From the earnings call transcript below, reproduce verbatim everything from "First question is" down to "guide at all.".

[Document extract]
* Start *
We’re always looking for ways to improve our relative competitive position. And we’ve used partnerships and strategic relationships extensively in the past. We’ll continue to evaluate that and again always with the long-term in mind. We are -- there is an embedded assumption in there. There are lots of opportunities out there today.
And I think I would not try to dissuade you of that view of life.
I would just caution you that we are going to be pretty careful and deliberate about making sure we take a long-term view relative to the relationships and the partnerships we engage in and we are doing something that really drives a long-term strategic benefit for the Company as opposed to a short-term fix, more supply in the marketplace..
Thank you. Our next question comes from Mark Delaney with Goldman Sachs. Your line is open..
First question is I mean you could update us on the Inotera transaction, and if that were to close, if you could help us to understand the potential accretion or dilution from that transaction? And then related to it, to what extent is Inotera closing already embedded in of the financial guidance that you gave for fiscal ‘17?.
So, as we had in our prepared remarks, we do expect the transaction to close at this point, sometime in the middle of December. We did contemplate that timing in our guidance, so it doesn’t really have a dramatic impact on our FQ1 guide at all.
And certainly, the transaction will continue to be accretive to gross margins and continues to be accretive to free cash flow. And essentially the EPS accretion is really dependant on how we choose to finance that last billion dollar component which we don’t have to make a decision on until about 30 days or so prior to closing.
So, as we said before, we have the option of using equity or convert or cash or a combination of those. And so the specific EPS accretion will really be dependent upon what we finally decide for those things..
And then, a clarification on your comments that Micron will be above the CAGR that is provided for DRAM and bit growth in fiscal ‘17.
I just want to clarify you would expect to be above the high end of your guidance for both the DRAM and NAND, so I mean I think it was over 30% in DRAM for fiscal ‘17 and over 40% in NAND for fiscal ‘17?.
* End *
[Provided material]
* Start *
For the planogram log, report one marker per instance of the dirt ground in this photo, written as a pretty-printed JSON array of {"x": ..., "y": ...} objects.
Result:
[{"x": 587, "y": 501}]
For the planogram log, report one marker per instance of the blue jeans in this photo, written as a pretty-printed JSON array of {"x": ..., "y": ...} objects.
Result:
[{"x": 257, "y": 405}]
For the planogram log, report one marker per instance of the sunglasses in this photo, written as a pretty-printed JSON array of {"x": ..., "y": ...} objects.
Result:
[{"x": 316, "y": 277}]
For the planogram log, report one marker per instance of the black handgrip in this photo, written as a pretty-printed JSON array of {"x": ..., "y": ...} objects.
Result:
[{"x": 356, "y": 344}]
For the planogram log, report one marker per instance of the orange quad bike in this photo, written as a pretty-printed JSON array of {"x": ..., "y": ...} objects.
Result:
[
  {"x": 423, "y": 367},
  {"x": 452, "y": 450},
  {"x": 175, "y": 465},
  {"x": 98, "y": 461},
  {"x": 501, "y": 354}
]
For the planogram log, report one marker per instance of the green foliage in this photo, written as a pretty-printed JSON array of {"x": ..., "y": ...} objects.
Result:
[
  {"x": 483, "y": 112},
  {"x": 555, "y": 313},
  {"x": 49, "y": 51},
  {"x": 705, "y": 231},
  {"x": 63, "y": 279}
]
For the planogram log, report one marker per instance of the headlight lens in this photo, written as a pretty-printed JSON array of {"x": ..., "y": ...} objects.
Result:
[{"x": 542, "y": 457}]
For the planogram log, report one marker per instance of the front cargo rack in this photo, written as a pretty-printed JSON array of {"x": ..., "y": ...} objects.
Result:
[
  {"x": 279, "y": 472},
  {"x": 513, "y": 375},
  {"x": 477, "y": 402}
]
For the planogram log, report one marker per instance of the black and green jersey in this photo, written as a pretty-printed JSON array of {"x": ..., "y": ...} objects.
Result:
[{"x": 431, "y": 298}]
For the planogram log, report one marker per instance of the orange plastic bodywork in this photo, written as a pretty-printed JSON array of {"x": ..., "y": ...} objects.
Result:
* End *
[Reply]
First question is I mean you could update us on the Inotera transaction, and if that were to close, if you could help us to understand the potential accretion or dilution from that transaction? And then related to it, to what extent is Inotera closing already embedded in of the financial guidance that you gave for fiscal ‘17?.
So, as we had in our prepared remarks, we do expect the transaction to close at this point, sometime in the middle of December. We did contemplate that timing in our guidance, so it doesn’t really have a dramatic impact on our FQ1 guide at all.